EXERCISE BRIEF ->
Which of the rows below contain the string "track" with matching case? Pick them out and copy each one in full.

GIVEN RECORDS ->
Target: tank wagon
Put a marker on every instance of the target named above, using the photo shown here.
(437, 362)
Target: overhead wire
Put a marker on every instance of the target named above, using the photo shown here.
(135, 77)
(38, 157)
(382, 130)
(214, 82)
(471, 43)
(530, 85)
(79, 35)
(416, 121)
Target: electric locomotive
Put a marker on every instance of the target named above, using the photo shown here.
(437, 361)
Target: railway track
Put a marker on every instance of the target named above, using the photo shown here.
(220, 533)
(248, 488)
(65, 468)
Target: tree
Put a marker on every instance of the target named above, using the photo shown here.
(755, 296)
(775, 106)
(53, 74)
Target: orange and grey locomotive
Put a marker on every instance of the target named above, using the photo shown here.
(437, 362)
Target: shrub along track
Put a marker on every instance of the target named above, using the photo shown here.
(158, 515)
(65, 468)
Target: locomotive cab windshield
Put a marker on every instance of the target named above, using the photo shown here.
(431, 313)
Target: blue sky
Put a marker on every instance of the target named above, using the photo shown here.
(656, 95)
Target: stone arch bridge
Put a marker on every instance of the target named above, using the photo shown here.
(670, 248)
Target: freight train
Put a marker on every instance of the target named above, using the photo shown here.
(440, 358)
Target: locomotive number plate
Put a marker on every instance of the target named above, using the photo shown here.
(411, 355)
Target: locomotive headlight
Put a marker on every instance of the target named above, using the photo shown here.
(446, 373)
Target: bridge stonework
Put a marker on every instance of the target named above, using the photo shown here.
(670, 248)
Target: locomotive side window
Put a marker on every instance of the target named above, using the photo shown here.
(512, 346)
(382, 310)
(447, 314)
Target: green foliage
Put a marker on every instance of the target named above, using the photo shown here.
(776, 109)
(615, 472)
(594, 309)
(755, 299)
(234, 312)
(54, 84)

...

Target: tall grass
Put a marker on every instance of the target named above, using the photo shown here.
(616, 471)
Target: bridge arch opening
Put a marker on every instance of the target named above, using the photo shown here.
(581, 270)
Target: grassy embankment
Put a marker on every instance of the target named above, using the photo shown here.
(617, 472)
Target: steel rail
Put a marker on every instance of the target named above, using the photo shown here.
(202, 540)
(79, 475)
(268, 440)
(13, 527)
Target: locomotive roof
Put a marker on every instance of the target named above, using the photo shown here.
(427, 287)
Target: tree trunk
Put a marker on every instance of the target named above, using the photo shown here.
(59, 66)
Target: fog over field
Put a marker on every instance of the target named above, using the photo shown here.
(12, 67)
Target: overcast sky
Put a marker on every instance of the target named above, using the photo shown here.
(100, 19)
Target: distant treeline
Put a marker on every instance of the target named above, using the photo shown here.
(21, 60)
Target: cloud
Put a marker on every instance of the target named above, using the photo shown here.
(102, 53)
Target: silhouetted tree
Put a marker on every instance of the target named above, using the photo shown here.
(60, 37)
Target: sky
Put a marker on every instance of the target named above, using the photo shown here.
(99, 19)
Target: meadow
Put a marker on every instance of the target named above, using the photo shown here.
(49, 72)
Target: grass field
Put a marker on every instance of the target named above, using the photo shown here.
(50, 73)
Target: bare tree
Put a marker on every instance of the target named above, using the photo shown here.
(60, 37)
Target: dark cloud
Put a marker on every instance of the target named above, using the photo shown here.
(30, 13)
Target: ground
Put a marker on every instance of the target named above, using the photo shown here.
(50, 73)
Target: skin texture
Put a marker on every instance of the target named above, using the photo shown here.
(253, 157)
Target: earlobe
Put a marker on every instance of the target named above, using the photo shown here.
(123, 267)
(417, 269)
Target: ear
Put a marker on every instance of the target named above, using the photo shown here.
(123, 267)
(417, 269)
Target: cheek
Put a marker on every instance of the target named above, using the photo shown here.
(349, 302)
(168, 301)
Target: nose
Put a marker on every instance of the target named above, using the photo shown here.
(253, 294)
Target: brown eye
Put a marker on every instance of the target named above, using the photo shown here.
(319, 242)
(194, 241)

ANSWER TO THIS EXERCISE ->
Target: railway track
Target: shrub along track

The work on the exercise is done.